----- Data to process -----
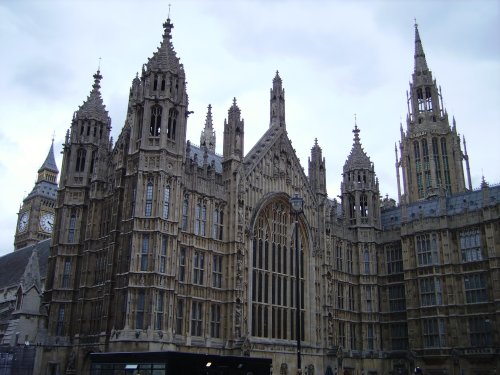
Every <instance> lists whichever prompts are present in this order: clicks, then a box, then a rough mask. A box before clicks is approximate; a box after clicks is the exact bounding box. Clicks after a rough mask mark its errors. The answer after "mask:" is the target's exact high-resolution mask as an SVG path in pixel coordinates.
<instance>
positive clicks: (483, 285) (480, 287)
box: [464, 273, 488, 303]
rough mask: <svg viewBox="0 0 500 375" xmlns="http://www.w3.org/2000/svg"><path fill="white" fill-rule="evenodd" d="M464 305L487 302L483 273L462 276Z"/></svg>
mask: <svg viewBox="0 0 500 375" xmlns="http://www.w3.org/2000/svg"><path fill="white" fill-rule="evenodd" d="M464 289H465V303H481V302H488V295H487V293H486V278H485V276H484V274H483V273H474V274H468V275H465V276H464Z"/></svg>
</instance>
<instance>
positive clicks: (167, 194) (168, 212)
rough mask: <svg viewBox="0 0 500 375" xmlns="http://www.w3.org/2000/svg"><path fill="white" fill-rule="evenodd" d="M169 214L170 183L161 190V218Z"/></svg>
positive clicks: (163, 217) (169, 212)
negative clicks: (161, 206)
mask: <svg viewBox="0 0 500 375" xmlns="http://www.w3.org/2000/svg"><path fill="white" fill-rule="evenodd" d="M169 214H170V185H167V186H166V187H165V190H163V218H164V219H168V216H169Z"/></svg>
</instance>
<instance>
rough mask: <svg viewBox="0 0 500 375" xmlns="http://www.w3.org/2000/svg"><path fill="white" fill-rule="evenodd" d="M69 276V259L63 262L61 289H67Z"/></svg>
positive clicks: (69, 260)
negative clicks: (63, 267)
mask: <svg viewBox="0 0 500 375" xmlns="http://www.w3.org/2000/svg"><path fill="white" fill-rule="evenodd" d="M70 274H71V259H70V258H66V259H65V260H64V269H63V275H62V282H61V287H62V288H69V277H70Z"/></svg>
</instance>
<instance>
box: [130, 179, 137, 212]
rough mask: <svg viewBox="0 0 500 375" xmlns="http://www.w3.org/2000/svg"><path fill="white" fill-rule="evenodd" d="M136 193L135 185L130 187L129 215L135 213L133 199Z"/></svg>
mask: <svg viewBox="0 0 500 375" xmlns="http://www.w3.org/2000/svg"><path fill="white" fill-rule="evenodd" d="M136 195H137V189H136V188H135V186H134V187H133V188H132V194H130V217H134V215H135V199H136Z"/></svg>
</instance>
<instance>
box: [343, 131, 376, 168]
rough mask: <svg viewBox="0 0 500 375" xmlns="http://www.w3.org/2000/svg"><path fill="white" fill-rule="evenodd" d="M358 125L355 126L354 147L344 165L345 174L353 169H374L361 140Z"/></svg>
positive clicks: (347, 158)
mask: <svg viewBox="0 0 500 375" xmlns="http://www.w3.org/2000/svg"><path fill="white" fill-rule="evenodd" d="M359 131H360V130H359V129H358V125H357V124H355V125H354V130H353V131H352V132H353V133H354V143H353V145H352V149H351V153H350V154H349V157H348V158H347V160H346V162H345V164H344V172H346V171H348V170H353V169H372V163H371V161H370V158H369V157H368V155H366V153H365V151H364V150H363V147H361V142H360V139H359Z"/></svg>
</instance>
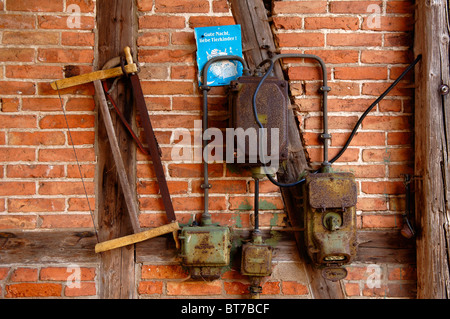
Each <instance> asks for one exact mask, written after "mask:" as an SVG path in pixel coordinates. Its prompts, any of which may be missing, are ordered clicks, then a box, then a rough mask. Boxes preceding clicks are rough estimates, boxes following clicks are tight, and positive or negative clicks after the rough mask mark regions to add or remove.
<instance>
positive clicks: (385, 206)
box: [356, 197, 387, 211]
mask: <svg viewBox="0 0 450 319" xmlns="http://www.w3.org/2000/svg"><path fill="white" fill-rule="evenodd" d="M356 209H357V210H363V211H383V210H387V203H386V200H385V199H381V198H364V197H360V198H358V203H357V205H356Z"/></svg>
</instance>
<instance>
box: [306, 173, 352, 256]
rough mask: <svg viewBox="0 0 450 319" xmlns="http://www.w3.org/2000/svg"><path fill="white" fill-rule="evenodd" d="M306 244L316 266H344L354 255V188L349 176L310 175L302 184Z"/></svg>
mask: <svg viewBox="0 0 450 319" xmlns="http://www.w3.org/2000/svg"><path fill="white" fill-rule="evenodd" d="M305 192H306V200H305V226H306V231H305V241H306V245H307V250H308V254H309V256H310V257H311V259H312V260H313V262H314V263H315V264H318V265H343V264H347V263H349V262H351V260H352V259H353V258H354V256H355V255H356V201H357V188H356V183H355V180H354V175H353V174H351V173H318V174H310V175H309V176H307V178H306V182H305Z"/></svg>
-----
= Problem =
From the data above, output exactly the lines between the one containing "positive clicks: (163, 217) (169, 212)" and the one containing "positive clicks: (69, 260)", counting both of them.

= Response =
positive clicks: (163, 217) (169, 212)
negative clicks: (161, 206)
mask: <svg viewBox="0 0 500 375" xmlns="http://www.w3.org/2000/svg"><path fill="white" fill-rule="evenodd" d="M169 214H170V185H167V186H166V187H165V190H163V218H164V219H168V216H169Z"/></svg>
</instance>
<instance>
rough mask: <svg viewBox="0 0 500 375" xmlns="http://www.w3.org/2000/svg"><path fill="white" fill-rule="evenodd" d="M69 276V259L63 262L61 289H67Z"/></svg>
positive clicks: (69, 260)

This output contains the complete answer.